■ Testo della pagina
Diete, lotta al fumo e al mobbing.

ROMA - Piazzate in testa alla lista dei comandamenti dello stare bene, la lotta al fumo e al mobbing, sono le due sfide più importanti lanciate dal ministro della sanità Umberto Veronesi. Lui, l’oncologo di fama mondiale prestato alla politica, ha presentato alla conferenza nazionale per la salute a Roma, la lista delle priorità da seguire per assicurarsi una vita tranquilla e senza malattie. Tenendo a battesimo l’osservatorio per la promozione della salute.

Un decalogo che parte dalla lotta al fumo e al mobbing, che prosegue con l’aiuto da offrire ai giovani a progettarsi la vita, la diffusione di una cultura della sicurezza e dell’autocontrollo per limitare gli incidenti stradali, la prevenzione sugli aborti indesiderati, la valorizzazione di una corretta alimentazione a base di frutta, verdura, legumi e pasta, la promozione di una cultura di attenzione e di accompagnamento alla morte, l’educazione alla tolleranza e al rispetto delle regole di convivenza civile, l’aiuto agli anziani a uscire dall’isolamento sociale e la disponibilità a rendere protagonisti i giovani nella musica, sport e cultura.

■ Dati di puntamento per espressioni referenziali

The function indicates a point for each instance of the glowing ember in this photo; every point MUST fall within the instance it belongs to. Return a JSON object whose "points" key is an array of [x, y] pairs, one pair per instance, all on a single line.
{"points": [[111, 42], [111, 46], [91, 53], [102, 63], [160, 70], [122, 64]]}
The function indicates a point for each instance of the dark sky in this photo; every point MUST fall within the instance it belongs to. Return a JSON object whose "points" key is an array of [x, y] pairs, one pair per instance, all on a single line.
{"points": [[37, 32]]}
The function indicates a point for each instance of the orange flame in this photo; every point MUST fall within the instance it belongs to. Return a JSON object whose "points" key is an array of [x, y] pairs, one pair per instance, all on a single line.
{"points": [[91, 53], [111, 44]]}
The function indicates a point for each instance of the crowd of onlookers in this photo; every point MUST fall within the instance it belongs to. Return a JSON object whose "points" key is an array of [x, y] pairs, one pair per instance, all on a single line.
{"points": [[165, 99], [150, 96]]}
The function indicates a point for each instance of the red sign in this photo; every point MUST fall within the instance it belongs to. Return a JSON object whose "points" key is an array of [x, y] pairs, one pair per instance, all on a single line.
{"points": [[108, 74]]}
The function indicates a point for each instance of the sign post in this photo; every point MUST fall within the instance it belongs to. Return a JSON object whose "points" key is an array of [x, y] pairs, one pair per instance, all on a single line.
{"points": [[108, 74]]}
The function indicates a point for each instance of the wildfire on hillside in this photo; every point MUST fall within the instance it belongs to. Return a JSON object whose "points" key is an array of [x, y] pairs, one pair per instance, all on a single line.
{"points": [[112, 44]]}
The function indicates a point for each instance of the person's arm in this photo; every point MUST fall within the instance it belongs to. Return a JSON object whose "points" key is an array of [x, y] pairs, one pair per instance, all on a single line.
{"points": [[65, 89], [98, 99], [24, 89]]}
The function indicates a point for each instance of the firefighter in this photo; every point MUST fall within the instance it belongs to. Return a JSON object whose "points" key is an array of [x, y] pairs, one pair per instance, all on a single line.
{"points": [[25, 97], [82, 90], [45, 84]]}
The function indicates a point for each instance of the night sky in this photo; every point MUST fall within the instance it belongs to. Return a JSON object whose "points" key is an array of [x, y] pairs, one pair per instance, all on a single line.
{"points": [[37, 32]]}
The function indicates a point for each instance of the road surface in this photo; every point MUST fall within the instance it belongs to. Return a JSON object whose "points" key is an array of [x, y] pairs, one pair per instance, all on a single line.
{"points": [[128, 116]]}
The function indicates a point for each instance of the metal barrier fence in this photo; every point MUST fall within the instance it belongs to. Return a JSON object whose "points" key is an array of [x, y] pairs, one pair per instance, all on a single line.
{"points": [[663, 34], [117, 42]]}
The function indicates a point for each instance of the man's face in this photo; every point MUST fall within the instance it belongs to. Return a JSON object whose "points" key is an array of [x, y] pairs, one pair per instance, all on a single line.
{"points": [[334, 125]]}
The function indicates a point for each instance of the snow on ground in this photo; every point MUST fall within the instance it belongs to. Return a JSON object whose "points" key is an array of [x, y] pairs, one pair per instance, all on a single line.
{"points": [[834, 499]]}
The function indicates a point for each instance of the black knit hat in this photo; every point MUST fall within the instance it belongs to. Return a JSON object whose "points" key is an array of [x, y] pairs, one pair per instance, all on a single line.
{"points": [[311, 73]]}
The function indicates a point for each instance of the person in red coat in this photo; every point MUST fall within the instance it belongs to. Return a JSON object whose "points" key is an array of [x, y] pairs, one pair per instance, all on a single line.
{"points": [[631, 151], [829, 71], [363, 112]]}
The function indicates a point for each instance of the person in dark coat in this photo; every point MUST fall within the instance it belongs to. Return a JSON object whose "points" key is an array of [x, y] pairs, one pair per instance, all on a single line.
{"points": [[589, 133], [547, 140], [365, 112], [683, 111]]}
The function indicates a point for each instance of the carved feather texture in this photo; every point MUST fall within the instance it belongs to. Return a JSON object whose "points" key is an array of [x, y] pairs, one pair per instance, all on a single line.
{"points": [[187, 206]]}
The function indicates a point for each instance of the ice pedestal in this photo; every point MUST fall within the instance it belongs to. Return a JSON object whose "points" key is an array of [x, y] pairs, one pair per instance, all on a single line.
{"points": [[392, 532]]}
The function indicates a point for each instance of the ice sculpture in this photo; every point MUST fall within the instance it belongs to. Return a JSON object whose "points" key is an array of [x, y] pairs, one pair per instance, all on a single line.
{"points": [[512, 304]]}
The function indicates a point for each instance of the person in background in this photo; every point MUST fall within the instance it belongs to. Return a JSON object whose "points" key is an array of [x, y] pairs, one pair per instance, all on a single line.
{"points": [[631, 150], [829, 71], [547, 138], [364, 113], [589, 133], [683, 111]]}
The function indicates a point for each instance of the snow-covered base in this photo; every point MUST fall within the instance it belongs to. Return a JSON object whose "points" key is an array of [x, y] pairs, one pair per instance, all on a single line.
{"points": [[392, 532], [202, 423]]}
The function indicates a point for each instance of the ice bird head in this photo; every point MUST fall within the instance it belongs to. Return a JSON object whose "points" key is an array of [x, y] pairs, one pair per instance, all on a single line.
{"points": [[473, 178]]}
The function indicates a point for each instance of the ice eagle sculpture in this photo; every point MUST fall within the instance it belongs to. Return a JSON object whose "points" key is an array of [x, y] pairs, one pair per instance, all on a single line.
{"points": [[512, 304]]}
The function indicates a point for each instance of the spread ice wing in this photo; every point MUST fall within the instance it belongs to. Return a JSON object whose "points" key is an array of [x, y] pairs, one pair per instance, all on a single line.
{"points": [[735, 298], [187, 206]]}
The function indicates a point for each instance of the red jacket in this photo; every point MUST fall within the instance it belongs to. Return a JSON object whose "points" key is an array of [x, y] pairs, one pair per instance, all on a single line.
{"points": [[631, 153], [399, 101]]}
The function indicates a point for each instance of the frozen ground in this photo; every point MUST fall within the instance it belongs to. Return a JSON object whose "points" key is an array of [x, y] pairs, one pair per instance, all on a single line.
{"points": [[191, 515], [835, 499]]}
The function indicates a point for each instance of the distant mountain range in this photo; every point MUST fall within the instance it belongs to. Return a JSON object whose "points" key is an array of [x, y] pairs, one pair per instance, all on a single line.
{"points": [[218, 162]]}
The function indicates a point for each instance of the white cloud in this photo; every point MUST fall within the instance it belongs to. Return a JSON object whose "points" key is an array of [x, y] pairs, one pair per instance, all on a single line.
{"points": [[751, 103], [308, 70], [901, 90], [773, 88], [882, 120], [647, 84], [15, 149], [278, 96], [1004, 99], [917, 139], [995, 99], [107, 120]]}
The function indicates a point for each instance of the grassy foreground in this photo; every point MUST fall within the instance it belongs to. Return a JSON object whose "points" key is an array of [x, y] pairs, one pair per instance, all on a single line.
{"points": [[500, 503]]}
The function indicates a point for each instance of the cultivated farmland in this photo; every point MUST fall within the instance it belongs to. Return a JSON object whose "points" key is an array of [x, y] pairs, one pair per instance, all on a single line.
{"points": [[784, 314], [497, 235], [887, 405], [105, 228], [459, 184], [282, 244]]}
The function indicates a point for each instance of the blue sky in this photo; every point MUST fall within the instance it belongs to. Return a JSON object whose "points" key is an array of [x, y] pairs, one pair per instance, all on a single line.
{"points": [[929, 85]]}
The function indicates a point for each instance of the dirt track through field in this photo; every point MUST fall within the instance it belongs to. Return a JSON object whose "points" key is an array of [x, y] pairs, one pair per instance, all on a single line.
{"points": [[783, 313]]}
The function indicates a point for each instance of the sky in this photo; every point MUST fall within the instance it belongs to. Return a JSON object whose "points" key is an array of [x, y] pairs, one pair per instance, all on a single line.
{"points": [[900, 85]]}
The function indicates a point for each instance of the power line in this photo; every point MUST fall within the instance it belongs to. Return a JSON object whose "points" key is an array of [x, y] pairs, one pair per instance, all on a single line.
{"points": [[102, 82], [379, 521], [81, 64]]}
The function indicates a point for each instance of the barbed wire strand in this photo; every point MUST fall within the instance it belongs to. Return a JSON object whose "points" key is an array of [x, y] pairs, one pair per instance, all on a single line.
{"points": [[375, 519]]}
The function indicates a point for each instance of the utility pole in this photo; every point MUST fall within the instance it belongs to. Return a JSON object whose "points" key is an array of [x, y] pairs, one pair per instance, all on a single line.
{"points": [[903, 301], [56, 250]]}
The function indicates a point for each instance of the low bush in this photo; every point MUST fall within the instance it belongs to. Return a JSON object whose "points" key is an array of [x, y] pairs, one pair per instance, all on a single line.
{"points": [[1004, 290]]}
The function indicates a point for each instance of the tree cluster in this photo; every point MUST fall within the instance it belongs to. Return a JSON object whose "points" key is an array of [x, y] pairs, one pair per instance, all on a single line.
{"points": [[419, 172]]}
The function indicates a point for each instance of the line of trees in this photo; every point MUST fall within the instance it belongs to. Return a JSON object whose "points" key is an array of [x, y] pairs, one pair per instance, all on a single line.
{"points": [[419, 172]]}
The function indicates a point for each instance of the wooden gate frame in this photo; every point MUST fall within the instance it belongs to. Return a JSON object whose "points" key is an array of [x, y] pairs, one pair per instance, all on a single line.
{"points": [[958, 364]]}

■ Istruzioni del compito
Riprendi l'articolo sul decalogo per la salute del ministro Veronesi e scrivi come prosegue dopo l'ultima frase.

■ Risultato del compito
Il ministro in pratica fa suo il concetto che prevenire è meglio che curare, pur ricordando il buon funzionamento della sanità italiana. E non lo dice lui, ma i dati dell’Organizzazione mondiale della sanità: “Quei numeri ci assegnano il primo posto in Europa e il secondo posto nel mondo e dimostrano che l’Italia possiede un’organizzazione sanitaria non solo ben funzionante, ma anche giudiziosa per quanto riguarda l’uso dei finanziamenti” garantisce Veronesi.

Una promozione che però non autorizza ad abbassare la guardia:

“Possiamo dire di garantire anche un soddisfacente stato di salute?”. La risposta la consegna alla platea lui stesso: “Non è così e basta guardare i dati sugli stili di vita sregolati degli italiani, come il fumo e l’abuso di alcol, sui disturbi del comportamento alimentare, sull’obesità e sovrappeso, sulle morti evitabili per infortuni sul lavoro e in casa e per incidenti sulla strada”. Un ragionamento che Veronesi accompagna con le cifre: quasi sei milioni di casi di obesità infantile, 15mila morti all’anno per incidenti stradali, 5 milioni di pazienti che soffrono di depressione, morti sul lavoro in aumento. Ed ancora la dipendenza dai farmaci, l’aumento dei suicidi, dei casi di pedofilia. “Tutte spie di una qualità della vita di basso livello” conclude il ministro.

Vecchi fenomeni si fondono con nuovi, con il risultato di accrescere il malessere dei cittadini. In casa aumenta il numero degli infortuni, sul posto di lavoro il mobbing è ormai diventato un fenomeno di massa: due milioni di lavoratori denunciano atti di intimidazione, mentre altri 800mila hanno subito violenze fisiche.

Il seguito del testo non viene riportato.